------ PAGE

Sunday, January 21, 2018

Who were the Mawali?

Islam promised a community (Umma in Arabic) united and equal regardless of race. But the Umayyad Caliphate granted anything but that. Its desire to unite the Caliphate under Arabic culture led to the creation of a whole new class of Muslims that do not share Arabic blood. They became known as the Mawali.


The Mawali became prominent during the Umayyad Caliphate and its rapid territorial expansion that made it into an empire controlling culturally diverse population. Under Caliph Abd al-Malik ibn Marwan, a process of assimilation of non-Arabs to the Arabic culture to unite the whole Caliphate began. Arabinization saw the rise of Arabic language in government, commerce, and in coinage. To hasten the incorporation of non-Arab Muslims to the Arabic tribal culture, a system of patron-client relationship started.

Non-Arab Muslims went to an Arab tribe where they would live and work as well as receive protection, support, and even an arranged marriage. In exchange for the benefits, they must serve and give their absolute loyalty. Thus, Arabs began to call non-Arab Muslims as Mawali (in plural form) or Mawla (in singular form), from an Arabic word Waliya that has several meaning based on context. But in this situation, it meant clients.

------------
------ GIVEN ENTRIES

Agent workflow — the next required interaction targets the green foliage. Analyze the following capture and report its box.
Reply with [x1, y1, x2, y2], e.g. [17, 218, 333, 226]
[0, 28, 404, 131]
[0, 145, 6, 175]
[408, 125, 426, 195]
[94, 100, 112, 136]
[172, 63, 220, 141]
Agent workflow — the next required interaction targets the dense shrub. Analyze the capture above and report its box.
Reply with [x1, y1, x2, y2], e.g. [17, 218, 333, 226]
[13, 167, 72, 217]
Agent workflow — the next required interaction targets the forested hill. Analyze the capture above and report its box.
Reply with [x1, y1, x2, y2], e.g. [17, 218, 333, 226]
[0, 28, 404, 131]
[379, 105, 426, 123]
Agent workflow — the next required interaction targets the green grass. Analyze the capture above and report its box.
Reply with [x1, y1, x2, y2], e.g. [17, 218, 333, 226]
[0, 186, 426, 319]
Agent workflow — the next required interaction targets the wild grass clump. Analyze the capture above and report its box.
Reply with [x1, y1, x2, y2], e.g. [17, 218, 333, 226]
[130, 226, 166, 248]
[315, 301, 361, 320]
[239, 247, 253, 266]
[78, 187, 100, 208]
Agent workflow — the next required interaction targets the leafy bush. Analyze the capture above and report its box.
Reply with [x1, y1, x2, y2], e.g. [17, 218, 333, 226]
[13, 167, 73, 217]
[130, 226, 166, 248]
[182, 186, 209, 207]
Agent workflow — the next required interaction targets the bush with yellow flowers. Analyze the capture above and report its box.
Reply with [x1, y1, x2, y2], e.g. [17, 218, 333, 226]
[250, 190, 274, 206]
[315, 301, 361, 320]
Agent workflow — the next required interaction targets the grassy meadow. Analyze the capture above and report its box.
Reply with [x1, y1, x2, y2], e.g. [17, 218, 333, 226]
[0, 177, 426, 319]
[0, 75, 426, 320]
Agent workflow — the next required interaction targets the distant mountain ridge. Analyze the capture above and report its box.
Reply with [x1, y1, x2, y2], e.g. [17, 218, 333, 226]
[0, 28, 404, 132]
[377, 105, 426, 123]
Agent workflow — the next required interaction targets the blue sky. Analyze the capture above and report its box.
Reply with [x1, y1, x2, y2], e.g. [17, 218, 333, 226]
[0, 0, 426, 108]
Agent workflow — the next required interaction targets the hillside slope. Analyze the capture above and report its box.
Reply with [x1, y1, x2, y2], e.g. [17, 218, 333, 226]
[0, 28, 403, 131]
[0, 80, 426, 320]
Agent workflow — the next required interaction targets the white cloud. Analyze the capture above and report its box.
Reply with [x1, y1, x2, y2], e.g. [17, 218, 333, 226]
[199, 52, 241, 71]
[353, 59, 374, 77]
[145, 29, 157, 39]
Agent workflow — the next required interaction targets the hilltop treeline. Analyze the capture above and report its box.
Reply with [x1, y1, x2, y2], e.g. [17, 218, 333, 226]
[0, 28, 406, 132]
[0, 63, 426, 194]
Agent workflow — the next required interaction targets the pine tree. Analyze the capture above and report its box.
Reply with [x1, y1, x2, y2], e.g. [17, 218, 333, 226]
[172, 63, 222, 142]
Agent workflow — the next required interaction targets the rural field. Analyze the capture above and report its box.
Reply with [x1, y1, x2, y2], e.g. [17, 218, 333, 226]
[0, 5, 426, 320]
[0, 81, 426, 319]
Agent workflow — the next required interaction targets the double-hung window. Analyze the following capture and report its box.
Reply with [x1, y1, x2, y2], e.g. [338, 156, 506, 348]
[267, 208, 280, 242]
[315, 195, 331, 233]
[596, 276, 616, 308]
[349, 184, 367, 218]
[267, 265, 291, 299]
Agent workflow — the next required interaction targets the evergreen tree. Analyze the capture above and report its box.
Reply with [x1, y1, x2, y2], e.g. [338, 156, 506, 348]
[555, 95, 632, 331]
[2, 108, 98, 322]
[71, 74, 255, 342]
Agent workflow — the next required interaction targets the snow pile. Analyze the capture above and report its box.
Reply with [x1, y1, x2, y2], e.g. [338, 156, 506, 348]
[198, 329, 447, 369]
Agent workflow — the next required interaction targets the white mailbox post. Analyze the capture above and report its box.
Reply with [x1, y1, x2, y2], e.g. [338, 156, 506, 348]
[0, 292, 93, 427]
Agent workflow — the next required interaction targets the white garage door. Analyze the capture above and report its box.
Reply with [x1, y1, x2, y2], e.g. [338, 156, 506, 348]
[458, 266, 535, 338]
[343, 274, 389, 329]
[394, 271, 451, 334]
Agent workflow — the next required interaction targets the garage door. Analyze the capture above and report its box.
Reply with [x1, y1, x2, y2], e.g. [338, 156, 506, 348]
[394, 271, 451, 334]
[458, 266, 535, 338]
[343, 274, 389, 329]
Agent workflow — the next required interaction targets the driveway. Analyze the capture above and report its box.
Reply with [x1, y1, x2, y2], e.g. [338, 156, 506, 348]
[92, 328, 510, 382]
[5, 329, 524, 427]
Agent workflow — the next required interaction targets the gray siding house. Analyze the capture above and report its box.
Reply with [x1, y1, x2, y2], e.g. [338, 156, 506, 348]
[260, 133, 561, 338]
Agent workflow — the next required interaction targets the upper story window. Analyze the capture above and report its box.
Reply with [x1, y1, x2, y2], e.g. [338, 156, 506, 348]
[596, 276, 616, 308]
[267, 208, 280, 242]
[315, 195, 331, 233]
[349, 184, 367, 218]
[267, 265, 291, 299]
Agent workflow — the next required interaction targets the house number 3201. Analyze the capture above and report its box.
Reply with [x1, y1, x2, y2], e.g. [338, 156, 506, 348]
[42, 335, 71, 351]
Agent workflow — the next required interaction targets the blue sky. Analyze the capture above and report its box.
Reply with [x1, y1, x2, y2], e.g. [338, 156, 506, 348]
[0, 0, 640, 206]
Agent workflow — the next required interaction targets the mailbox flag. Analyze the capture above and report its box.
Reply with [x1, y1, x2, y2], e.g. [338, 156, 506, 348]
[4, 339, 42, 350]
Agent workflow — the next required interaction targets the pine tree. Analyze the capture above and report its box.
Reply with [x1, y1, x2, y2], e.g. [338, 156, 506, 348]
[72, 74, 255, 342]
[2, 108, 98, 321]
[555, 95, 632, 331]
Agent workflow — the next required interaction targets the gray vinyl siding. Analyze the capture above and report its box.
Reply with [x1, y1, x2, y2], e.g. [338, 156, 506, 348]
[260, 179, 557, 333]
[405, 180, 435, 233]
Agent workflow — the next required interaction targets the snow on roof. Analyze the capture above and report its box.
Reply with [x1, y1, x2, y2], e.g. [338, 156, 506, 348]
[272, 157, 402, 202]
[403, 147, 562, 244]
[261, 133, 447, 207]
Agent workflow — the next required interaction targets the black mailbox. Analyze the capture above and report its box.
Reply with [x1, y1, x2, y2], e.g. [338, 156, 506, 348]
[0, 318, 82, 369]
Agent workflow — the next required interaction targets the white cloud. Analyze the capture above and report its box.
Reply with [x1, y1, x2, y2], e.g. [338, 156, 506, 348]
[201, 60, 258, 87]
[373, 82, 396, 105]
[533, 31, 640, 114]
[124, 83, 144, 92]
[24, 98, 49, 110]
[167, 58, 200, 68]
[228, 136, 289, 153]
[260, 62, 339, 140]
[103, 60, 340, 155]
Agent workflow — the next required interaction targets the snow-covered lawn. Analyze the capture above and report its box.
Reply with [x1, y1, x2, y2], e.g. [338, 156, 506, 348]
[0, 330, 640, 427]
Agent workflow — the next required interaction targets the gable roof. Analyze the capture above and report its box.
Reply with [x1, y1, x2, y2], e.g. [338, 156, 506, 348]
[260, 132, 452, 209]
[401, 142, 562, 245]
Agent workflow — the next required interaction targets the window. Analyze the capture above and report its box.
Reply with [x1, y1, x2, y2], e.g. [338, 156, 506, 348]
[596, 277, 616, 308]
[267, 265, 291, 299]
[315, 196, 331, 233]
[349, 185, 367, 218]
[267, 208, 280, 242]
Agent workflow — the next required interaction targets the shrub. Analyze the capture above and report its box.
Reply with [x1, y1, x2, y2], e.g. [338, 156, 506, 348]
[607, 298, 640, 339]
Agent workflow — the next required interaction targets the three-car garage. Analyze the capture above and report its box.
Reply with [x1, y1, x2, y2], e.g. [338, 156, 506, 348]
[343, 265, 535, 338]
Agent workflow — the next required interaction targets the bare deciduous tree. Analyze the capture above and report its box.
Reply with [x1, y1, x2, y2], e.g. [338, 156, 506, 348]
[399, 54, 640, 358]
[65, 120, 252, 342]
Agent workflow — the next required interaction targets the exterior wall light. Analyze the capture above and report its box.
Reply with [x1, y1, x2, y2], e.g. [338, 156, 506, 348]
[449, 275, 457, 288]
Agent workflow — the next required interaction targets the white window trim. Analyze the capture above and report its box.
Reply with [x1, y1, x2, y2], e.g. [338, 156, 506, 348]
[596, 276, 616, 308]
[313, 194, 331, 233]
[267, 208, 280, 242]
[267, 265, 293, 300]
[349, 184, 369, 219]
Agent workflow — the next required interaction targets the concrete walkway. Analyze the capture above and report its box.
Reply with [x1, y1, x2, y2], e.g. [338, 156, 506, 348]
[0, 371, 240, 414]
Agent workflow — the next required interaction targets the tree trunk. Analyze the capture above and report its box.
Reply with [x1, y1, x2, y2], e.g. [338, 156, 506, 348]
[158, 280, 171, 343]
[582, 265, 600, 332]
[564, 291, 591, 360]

------------

PROBLEM 1:
Decide whether each statement agrees with the page on the Mawali, answering yes or no and quoting the deciding words: (a) Non-Arab Muslims who joined an Arab tribe could be given an arranged marriage. (b) The singular form of Mawali is Waliya. (c) Arabinization brought Arabic into government, commerce, and coinage.
PROBLEM 2:
Extend the page on the Mawali past its final sentence, keeping its subject and tone.

EXERCISE RESPONSE 1:
(a) Yes: "receive protection, support, and even an arranged marriage."
(b) No: "Mawla (in singular form), from an Arabic word Waliya."
(c) Yes: "Arabinization saw the rise of Arabic language in government, commerce, and in coinage."

EXERCISE RESPONSE 2:
And so many went under the tutelage of Arab tribes. Some military units of non-Arab origin became clients of a tribe being incorporated to the tribal army. Non-Arabs seeking better opportunity also became Mawali. Soon all of non-Arabs became known as Mawali.

Failed Assimilation

The client and patron relation aimed to assimilate non-Arabs to the Arabic culture, but in reality cultural divide persisted. Arabs thought themselves proudly especially being the people where the Prophet belonged and decades of great achievements. They viewed Mawali as inferior. Mawali also failed to assimilate, in particular Persian Mawali who also boasted a glorious imperial past and history.

Later on, Mawali started to be treated as truly 2nd class citizens within the Caliphate even though they formed the majority of the population. In Kufa, Mawali and Arabs worshiped separately. Intermarriage between Mawali and Arabs forbidden. Mawali also took the burden of taxation while Arabs paid none. Mawali received no Diwan or pensions while Arabs do. The Caliphate favored highly the Arabs to the expense of the Mawali causing massive dissatisfaction and resentment.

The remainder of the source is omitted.